| TASK PROMPT |
Search the entries for the word "vertical" and copy each line that has it.

| EXERCISE INPUTS |
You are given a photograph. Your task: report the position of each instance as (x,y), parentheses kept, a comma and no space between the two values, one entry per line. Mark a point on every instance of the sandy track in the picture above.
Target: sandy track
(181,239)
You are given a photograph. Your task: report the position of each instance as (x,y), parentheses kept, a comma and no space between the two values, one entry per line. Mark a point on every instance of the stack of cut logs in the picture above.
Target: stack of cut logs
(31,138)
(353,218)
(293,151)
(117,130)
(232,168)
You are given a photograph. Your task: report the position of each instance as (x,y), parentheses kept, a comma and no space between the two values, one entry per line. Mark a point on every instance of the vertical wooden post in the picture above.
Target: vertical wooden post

| WRITTEN RESPONSE |
You are given a photograph. Your task: report the position of each instance as (x,y), parentheses kept, a comma and no space between the two values, one entry per line. Mark a point on every instance of the vertical wooden post in the picture above.
Target: vertical wooden post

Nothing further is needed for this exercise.